==== ROWS ====

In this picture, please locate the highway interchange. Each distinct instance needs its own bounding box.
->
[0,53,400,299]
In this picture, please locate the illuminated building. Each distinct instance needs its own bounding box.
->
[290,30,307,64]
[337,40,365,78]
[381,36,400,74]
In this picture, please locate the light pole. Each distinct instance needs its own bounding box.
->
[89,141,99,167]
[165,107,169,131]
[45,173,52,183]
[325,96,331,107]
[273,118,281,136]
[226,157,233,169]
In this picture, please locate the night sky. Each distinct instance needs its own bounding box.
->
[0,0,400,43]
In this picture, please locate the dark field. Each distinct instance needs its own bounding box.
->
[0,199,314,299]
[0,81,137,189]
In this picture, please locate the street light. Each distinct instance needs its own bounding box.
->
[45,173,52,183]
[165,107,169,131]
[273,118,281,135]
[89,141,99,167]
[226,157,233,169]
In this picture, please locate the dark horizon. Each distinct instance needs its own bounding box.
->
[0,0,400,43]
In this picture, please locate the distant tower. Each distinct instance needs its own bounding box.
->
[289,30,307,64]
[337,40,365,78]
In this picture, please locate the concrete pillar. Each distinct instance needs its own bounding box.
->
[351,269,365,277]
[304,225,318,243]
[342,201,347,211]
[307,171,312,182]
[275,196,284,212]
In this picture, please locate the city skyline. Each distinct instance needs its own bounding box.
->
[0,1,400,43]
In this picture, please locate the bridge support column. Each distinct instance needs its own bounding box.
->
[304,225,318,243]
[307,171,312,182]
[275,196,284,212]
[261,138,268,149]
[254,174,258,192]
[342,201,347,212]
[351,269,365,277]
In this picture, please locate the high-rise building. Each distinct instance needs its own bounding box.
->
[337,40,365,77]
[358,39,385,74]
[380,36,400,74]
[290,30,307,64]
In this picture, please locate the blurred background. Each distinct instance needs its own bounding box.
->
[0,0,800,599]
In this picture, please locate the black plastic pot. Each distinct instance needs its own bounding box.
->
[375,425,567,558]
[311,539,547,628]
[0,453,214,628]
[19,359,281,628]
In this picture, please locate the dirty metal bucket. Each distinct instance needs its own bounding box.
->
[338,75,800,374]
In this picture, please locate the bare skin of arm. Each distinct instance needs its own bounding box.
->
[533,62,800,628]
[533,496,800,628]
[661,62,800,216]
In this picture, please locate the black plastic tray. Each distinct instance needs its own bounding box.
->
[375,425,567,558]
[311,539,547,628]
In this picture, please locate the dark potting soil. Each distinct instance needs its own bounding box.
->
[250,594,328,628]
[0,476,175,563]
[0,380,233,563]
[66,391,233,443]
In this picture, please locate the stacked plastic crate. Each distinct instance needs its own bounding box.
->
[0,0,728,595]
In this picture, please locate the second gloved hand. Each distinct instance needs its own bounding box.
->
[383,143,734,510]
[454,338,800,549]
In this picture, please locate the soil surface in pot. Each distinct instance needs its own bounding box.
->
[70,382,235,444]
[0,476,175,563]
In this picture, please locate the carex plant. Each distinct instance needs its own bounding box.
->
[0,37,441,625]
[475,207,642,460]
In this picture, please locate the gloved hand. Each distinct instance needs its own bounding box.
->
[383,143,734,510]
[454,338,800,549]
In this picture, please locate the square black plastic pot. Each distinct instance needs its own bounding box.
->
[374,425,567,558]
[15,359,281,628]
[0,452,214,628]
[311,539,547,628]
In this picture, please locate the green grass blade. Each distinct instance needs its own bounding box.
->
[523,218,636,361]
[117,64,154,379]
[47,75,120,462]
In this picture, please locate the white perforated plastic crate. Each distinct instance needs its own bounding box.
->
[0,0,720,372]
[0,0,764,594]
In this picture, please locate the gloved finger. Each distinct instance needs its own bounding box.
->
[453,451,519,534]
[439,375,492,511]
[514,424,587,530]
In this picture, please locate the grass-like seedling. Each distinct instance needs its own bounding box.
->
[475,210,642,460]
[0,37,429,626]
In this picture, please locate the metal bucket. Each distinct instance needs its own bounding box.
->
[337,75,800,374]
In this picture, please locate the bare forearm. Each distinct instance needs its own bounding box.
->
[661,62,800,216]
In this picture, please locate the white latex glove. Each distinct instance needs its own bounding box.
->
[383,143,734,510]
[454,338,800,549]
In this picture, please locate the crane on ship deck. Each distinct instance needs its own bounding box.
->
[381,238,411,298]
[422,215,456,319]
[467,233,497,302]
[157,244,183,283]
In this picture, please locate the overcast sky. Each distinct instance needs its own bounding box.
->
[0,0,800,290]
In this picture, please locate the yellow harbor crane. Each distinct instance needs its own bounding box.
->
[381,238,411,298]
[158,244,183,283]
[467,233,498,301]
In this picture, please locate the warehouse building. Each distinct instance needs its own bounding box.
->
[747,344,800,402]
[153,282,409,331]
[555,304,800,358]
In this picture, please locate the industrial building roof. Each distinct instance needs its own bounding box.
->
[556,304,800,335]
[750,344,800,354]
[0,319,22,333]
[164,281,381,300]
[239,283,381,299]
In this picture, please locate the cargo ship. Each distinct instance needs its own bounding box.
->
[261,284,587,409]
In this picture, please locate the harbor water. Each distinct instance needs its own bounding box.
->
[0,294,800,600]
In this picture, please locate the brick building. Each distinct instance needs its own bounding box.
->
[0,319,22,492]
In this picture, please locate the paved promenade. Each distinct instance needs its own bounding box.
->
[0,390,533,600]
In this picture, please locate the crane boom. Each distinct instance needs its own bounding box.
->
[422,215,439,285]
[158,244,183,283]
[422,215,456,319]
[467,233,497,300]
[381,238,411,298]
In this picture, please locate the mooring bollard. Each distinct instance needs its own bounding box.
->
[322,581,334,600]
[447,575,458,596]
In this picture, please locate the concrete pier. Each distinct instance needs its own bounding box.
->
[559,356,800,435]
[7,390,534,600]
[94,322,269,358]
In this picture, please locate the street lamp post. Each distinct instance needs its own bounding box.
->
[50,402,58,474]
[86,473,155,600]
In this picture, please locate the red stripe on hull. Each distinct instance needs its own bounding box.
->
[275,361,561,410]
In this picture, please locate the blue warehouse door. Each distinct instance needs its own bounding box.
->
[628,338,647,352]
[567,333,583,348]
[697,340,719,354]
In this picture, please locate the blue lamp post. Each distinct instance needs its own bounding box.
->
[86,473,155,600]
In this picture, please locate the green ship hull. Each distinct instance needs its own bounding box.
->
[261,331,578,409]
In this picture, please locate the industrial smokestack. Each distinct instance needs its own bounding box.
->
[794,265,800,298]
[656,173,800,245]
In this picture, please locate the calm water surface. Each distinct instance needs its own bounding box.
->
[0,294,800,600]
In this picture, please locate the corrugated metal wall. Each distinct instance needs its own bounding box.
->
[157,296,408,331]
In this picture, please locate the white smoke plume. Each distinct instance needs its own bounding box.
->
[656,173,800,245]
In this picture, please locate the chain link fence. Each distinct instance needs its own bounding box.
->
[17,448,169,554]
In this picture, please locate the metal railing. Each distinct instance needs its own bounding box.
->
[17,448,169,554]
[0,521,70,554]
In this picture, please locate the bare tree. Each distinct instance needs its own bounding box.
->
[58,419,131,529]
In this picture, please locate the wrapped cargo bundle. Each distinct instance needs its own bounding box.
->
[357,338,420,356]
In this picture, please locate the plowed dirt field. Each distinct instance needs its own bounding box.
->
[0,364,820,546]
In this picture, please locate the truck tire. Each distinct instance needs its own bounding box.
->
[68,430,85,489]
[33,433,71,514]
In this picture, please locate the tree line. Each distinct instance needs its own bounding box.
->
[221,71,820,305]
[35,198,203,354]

====

• WHAT TO DO: Rename "bounding box" to "bounding rectangle" throughout the listing above, and reproduce every line with nothing else changed.

• OUTPUT OF THE TASK:
In this picture, please locate the highway interchange. Each distinct instance needs its own bounding rectangle.
->
[0,53,400,299]
In this picture, please locate the illuminated building. Each distinct instance needs its own bounding rectangle.
->
[290,30,307,64]
[337,40,365,78]
[381,36,400,74]
In this picture, please locate the light pole. Each distinct instance needs its own bounding rectangle.
->
[89,141,99,167]
[165,107,169,131]
[45,173,52,183]
[325,96,331,107]
[273,118,281,136]
[226,157,233,169]
In this picture, please locate the night sky. Each distinct instance needs its own bounding rectangle.
->
[0,0,400,43]
In this picture, please locate the dark field. Each distinct instance needs its own bounding rectangle.
->
[0,199,314,299]
[0,81,137,189]
In this picture, please locate the street light. Each distinct instance needs its own bounding rectangle.
->
[45,173,52,183]
[165,107,169,131]
[273,118,281,135]
[89,141,99,167]
[226,157,233,169]
In this picture, please locate the dark horizon. Each distinct instance needs its own bounding rectangle.
->
[0,0,400,43]
In this picture, please locate the distant tower. Each distinct instance needs its own bounding rectangle.
->
[289,30,307,64]
[337,40,365,78]
In this picture, please locate the concrete pillar. Each distinct instance needs its own bounding rectangle.
->
[351,269,365,277]
[304,225,318,243]
[342,201,347,211]
[307,171,312,182]
[275,196,284,212]
In this picture, please locate the city skyline. Each distinct instance needs its own bounding rectangle.
->
[0,1,400,43]
In this picture, please locate the bridge support column. Each distinct instance needs its own bounding rectangle.
->
[304,225,318,243]
[307,171,312,182]
[275,196,284,212]
[261,138,268,149]
[254,174,258,192]
[342,201,347,212]
[351,269,365,277]
In this picture, please locate the high-rise building. Each distinct instance needs its own bounding rectangle.
->
[337,40,365,77]
[358,39,385,74]
[380,36,400,74]
[290,30,307,64]
In this picture, please locate the blurred background. Each distinct instance needs its own bounding rectangle.
->
[0,0,800,599]
In this picture, please locate the black plastic pot. Each distinct instance needs its own bounding rectangle.
->
[375,425,567,558]
[311,539,547,628]
[0,453,214,628]
[19,359,281,628]
In this picture, please locate the dirty metal bucket. Each distinct instance needs its own bounding rectangle.
->
[338,75,800,374]
In this picture, please locate the bare skin of arm. Each distinct instance needs its own bounding rectangle.
->
[533,62,800,628]
[533,496,800,628]
[661,62,800,216]
In this picture, please locate the black plastic tray. Each distinct instance needs its own bounding rectangle.
->
[375,425,567,558]
[311,539,547,628]
In this picture, please locate the dark potting soil. Each distinct instance needs its own bounding rectangle.
->
[250,594,328,628]
[0,476,175,563]
[0,380,233,563]
[66,391,233,443]
In this picture, please locate the stacked plastic crate. Each distinct instance needs its own bounding rectangle.
->
[0,0,728,595]
In this picture, please locate the second gloved hand. Each distinct instance needs its own bounding rectangle.
->
[383,143,734,510]
[454,338,800,549]
In this picture, please locate the soil surface in pot. Each distinct instance needs its own bounding rectangle.
->
[70,382,235,444]
[0,476,175,563]
In this picture, please locate the carex plant. Each distinct instance needs its own bounding rectangle.
->
[0,37,441,625]
[475,207,642,460]
In this picture, please locate the gloved hand. Each distinct instance needs its own bounding rectangle.
->
[383,143,734,510]
[454,338,800,549]
In this picture, please locate the square black plastic pot. Each distinct instance needs its own bounding rectangle.
->
[374,425,567,558]
[15,359,281,628]
[0,452,214,628]
[311,539,547,628]
In this picture, please locate the green grass blade. Each distinct instance needs its own bounding rectangle.
->
[523,218,636,361]
[117,64,154,379]
[47,75,120,462]
In this picture, please locate the white perforated plastic crate. Each distinct instance needs its own bounding rectangle.
->
[0,0,720,372]
[0,0,764,594]
In this picture, please locate the gloved finger. Each distinct instance needs its own bounding rectangle.
->
[453,451,519,534]
[439,375,492,511]
[514,424,587,530]
In this picture, please locate the grass-like seedling. Each distinct instance needs its own bounding rectangle.
->
[475,210,642,460]
[0,37,429,626]
In this picture, please locate the metal bucket. Each distinct instance needs its own bounding rectangle.
->
[337,75,800,374]
In this picture, please locate the bare forearm. Each distinct instance needs its own bounding rectangle.
->
[661,62,800,216]
In this picture, please locate the white latex glove. Each distinct instance needs its own bounding rectangle.
->
[383,143,734,510]
[454,338,800,549]
In this picture, please locate the crane on ship deck. Each distinct instance needs its own bounding rectangle.
->
[381,238,411,298]
[422,215,456,319]
[467,233,497,302]
[157,244,183,283]
In this picture, please locate the overcast sky. Each distinct instance needs its own bounding rectangle.
->
[0,0,800,290]
In this picture, please locate the yellow harbor crane. Each distinct instance needs its own bounding rectangle.
->
[381,238,411,298]
[158,244,183,283]
[467,233,498,301]
In this picture, please locate the warehouse building. Each distinct instance needs its own bounding rectangle.
->
[747,344,800,402]
[153,282,409,331]
[555,304,800,358]
In this picture, please locate the industrial building roof. Each distinct instance needs its own bounding rectangle.
->
[556,304,800,335]
[750,344,800,354]
[0,319,22,333]
[164,281,381,300]
[239,283,381,299]
In this picture, please locate the cargo ship. Each distinct instance needs its own bounding rectangle.
->
[261,284,587,409]
In this picture, please locate the harbor water. Each distinct instance needs its own bounding rectangle.
->
[0,294,800,600]
In this picture, please locate the brick building. Each distinct instance needs its own bounding rectangle.
->
[0,319,22,492]
In this picture, please locate the paved promenade. Each distinct instance needs its own bounding rectangle.
->
[0,390,533,600]
In this picture, please locate the crane boom. Each distinct instance needs its own bounding rectangle.
->
[422,215,439,285]
[158,244,183,283]
[422,215,456,319]
[467,233,497,300]
[381,238,411,298]
In this picture, please locate the mooring bollard. Each distinct instance needs its own bounding rectangle.
->
[322,581,334,600]
[447,575,458,596]
In this picture, please locate the concrete pier. Each distinct instance needs its own bounding rectangle.
->
[559,356,800,435]
[7,390,534,600]
[94,322,269,358]
In this picture, please locate the street lamp post. Each distinct instance needs its own bounding rectangle.
->
[50,402,58,474]
[86,473,155,600]
In this picture, please locate the red stripe on hull. Each distinct instance needs its own bounding rectangle.
->
[275,361,561,410]
In this picture, please locate the blue warehouse door. Each distinct instance needs its own bounding rectangle.
->
[628,338,647,352]
[567,333,583,348]
[697,340,719,354]
In this picture, please locate the blue lamp post. Each distinct instance needs its own bounding rectangle.
->
[86,473,155,600]
In this picture, please locate the green ship hull. Each distinct instance needs its own bounding rectangle.
->
[261,331,578,409]
In this picture, please locate the industrial smokestack. Each distinct instance needs its own bounding rectangle.
->
[794,265,800,298]
[656,173,800,245]
In this picture, please locate the calm water surface. Each distinct instance needs its own bounding rectangle.
->
[0,294,800,600]
In this picture, please locate the corrugated metal wall. Each distinct instance needs its own bounding rectangle.
->
[157,296,408,331]
In this picture, please locate the white smoke plume. Each distinct instance needs its own bounding rectangle.
->
[656,173,800,245]
In this picture, please locate the chain link fence. Each distinct instance needs its own bounding rectangle.
->
[17,448,169,554]
In this picture, please locate the metal railing. Each distinct instance needs its own bounding rectangle.
->
[17,448,169,554]
[0,521,70,554]
In this picture, please locate the bare tree. Each distinct instance needs its own bounding rectangle.
->
[58,419,131,529]
In this picture, please locate the wrapped cargo bundle. Each distinct instance needs its own bounding rectangle.
->
[357,338,420,356]
In this picture, please locate the plowed dirt field. Each distinct instance needs its own bounding rectangle.
->
[0,364,820,546]
In this picture, please locate the truck tire. Each distinct instance needs its own bounding rectangle.
->
[68,430,85,489]
[33,433,71,514]
In this picture, please locate the tree line. Each distinct instance needs its own bounding rectangle.
->
[221,71,820,305]
[35,198,203,354]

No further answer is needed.